Entries supplied:
———
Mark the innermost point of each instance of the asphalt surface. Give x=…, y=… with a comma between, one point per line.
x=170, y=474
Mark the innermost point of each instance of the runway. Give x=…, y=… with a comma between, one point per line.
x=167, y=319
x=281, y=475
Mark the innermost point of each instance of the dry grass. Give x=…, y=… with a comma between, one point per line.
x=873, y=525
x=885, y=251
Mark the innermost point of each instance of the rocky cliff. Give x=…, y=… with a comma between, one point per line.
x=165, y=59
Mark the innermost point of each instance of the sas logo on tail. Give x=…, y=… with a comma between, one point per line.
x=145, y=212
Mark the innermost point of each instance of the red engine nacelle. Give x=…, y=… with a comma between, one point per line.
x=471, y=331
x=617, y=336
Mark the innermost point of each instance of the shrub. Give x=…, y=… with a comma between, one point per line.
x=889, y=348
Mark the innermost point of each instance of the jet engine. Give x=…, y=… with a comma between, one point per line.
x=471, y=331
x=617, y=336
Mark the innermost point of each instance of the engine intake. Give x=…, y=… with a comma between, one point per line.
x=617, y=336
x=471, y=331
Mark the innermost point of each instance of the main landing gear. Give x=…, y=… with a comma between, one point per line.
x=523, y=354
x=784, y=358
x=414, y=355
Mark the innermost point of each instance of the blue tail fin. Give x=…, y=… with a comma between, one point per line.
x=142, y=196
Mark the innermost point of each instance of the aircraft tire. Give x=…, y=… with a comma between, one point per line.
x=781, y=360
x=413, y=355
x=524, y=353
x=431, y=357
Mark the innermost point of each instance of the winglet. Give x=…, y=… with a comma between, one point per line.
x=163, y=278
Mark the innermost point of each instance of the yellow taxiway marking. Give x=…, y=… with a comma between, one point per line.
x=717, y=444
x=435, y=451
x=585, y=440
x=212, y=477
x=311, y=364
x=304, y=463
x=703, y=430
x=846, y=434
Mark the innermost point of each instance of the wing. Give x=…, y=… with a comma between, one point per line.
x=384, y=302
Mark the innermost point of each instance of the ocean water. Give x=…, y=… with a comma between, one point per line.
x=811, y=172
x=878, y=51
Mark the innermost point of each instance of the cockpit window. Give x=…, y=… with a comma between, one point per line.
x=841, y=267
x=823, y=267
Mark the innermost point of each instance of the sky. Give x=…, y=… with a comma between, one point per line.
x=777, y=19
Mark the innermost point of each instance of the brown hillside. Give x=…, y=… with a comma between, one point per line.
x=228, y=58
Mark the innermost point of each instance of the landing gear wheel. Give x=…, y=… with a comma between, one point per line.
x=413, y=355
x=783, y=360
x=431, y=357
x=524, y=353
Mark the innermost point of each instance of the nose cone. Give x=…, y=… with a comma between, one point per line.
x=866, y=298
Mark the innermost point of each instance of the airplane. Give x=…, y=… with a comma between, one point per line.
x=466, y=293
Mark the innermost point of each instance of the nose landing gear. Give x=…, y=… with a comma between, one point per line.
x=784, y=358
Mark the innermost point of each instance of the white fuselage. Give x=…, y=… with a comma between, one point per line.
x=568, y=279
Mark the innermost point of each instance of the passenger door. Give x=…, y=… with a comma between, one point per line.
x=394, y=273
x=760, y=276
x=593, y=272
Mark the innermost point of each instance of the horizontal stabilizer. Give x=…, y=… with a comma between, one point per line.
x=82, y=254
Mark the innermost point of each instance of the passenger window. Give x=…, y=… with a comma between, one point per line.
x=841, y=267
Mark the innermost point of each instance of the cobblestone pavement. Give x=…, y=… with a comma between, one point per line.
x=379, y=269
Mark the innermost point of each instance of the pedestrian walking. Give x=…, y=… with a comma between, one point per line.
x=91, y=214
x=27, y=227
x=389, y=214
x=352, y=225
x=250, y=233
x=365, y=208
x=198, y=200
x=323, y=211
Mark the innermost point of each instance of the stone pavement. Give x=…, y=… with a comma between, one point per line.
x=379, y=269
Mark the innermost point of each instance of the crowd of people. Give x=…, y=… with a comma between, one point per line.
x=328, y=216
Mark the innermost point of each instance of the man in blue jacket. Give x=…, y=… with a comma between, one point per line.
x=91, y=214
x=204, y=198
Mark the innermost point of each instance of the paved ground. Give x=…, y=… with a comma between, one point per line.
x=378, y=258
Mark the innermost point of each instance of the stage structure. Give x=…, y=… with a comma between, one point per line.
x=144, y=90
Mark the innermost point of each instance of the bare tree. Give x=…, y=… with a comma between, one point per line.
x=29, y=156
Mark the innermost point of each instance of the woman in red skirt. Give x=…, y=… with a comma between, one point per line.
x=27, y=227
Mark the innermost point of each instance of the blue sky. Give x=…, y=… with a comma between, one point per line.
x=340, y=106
———
What the task requires:
Please reproduce the entire listing, exactly as shown.

Answer space:
Mark the innermost point of each instance of the asphalt surface. Give x=…, y=… with a comma between, one point per line.
x=170, y=474
Mark the innermost point of each instance of the runway. Give x=…, y=… with a comma between, one point per line.
x=167, y=319
x=281, y=475
Mark the innermost point of each instance of the dry grass. Give x=…, y=… with a comma between, one point per line.
x=873, y=525
x=885, y=251
Mark the innermost point of each instance of the rocky cliff. Give x=…, y=… with a comma between, one point per line.
x=165, y=59
Mark the innermost point of each instance of the sas logo on tail. Give x=…, y=… with a comma between, one point per line.
x=145, y=212
Mark the innermost point of each instance of the red engine nacelle. Give x=…, y=… with a comma between, one point per line.
x=471, y=331
x=617, y=336
Mark the innermost point of each instance of the shrub. Give x=…, y=… with a comma between, one point per line.
x=889, y=348
Mark the innermost point of each instance of the jet engine. Give x=…, y=… with a comma between, one point per line.
x=471, y=331
x=617, y=336
Mark the innermost point of each instance of the engine intake. Give x=…, y=… with a comma between, one point per line.
x=617, y=336
x=471, y=331
Mark the innermost point of each instance of the main landing gear. Give x=…, y=… with a comma between, one point per line.
x=523, y=354
x=784, y=358
x=414, y=355
Mark the innermost point of each instance of the blue tail fin. Give x=…, y=… with a comma between, one point per line.
x=142, y=196
Mark the innermost point of each instance of the aircraft tire. Give x=…, y=… with a comma between, one point per line.
x=781, y=360
x=413, y=355
x=524, y=353
x=431, y=357
Mark the innermost point of each instance of the winglet. Give x=…, y=… with a comma between, one point per line.
x=163, y=278
Mark the innermost point of each instance of the yellow taxiway marking. Give x=…, y=… with a comma between, one point per line.
x=717, y=444
x=435, y=451
x=585, y=440
x=212, y=477
x=311, y=364
x=304, y=463
x=703, y=430
x=846, y=434
Mark the innermost point of each instance of the wing. Give x=…, y=… with a comma between, one point per line.
x=384, y=302
Mark the innermost point of each instance of the ocean water. Give x=…, y=… with a comma between, one point per line.
x=811, y=172
x=878, y=51
Mark the innermost point of each instance of the cockpit window. Give x=…, y=… with a comma between, one point per line.
x=841, y=267
x=823, y=267
Mark the innermost point of each instance of the sky. Give x=…, y=… with a comma between, one point per line.
x=777, y=19
Mark the innermost point of each instance of the brown hillside. Give x=…, y=… with a comma between, one point per line.
x=228, y=58
Mark the innermost point of each instance of the landing gear wheel. Give x=…, y=… with a comma between, one point per line.
x=413, y=355
x=783, y=360
x=431, y=357
x=524, y=353
Mark the innermost point of each instance of the nose cone. Give x=…, y=… with a comma between, one point per line.
x=866, y=298
Mark the innermost point of each instance of the airplane. Give x=…, y=… with a comma between, one point per line.
x=466, y=293
Mark the innermost point of each instance of the nose landing gear. Give x=…, y=… with a comma between, one point per line.
x=784, y=358
Mark the innermost point of each instance of the white fuselage. Give x=…, y=… with a comma between, one point per line.
x=568, y=279
Mark the innermost point of each instance of the passenger door. Give x=…, y=… with a comma between, one point per line.
x=394, y=273
x=760, y=276
x=593, y=272
Mark the innermost point of each instance of the horizontal stabilizer. Give x=…, y=… with a comma between, one point per line.
x=82, y=254
Mark the innermost point of each instance of the passenger window. Give x=…, y=… with a comma between, one point per line.
x=841, y=267
Mark the innermost point of each instance of the cobblestone pavement. Give x=…, y=… with a comma between, one point per line.
x=379, y=269
Mark the innermost point of each instance of the pedestrian walking. Give x=…, y=… with a comma between, one point per line.
x=91, y=214
x=27, y=227
x=389, y=214
x=352, y=225
x=250, y=233
x=365, y=208
x=198, y=200
x=323, y=211
Mark the innermost point of each instance of the stone pavement. Give x=…, y=… with a comma between, one point per line.
x=379, y=269
Mark the innermost point of each instance of the crowd of people. Give x=…, y=… with a comma between, one point per line.
x=328, y=216
Mark the innermost point of each instance of the man in blue jacket. Give x=…, y=… with a comma between, one point per line.
x=91, y=214
x=204, y=198
Mark the innermost point of each instance of the paved ground. Give x=…, y=… with a comma between, one point per line.
x=378, y=258
Mark the innermost point of each instance of the stage structure. Give x=…, y=… with a comma between, one point per line.
x=144, y=90
Mark the innermost point of each instance of the bare tree. Give x=…, y=… with a comma between, one point per line.
x=29, y=156
Mark the innermost point of each instance of the woman in red skirt. Give x=…, y=… with a comma between, one point per line.
x=27, y=227
Mark the innermost point of each instance of the blue sky. Give x=…, y=… with a comma between, one point per line.
x=340, y=106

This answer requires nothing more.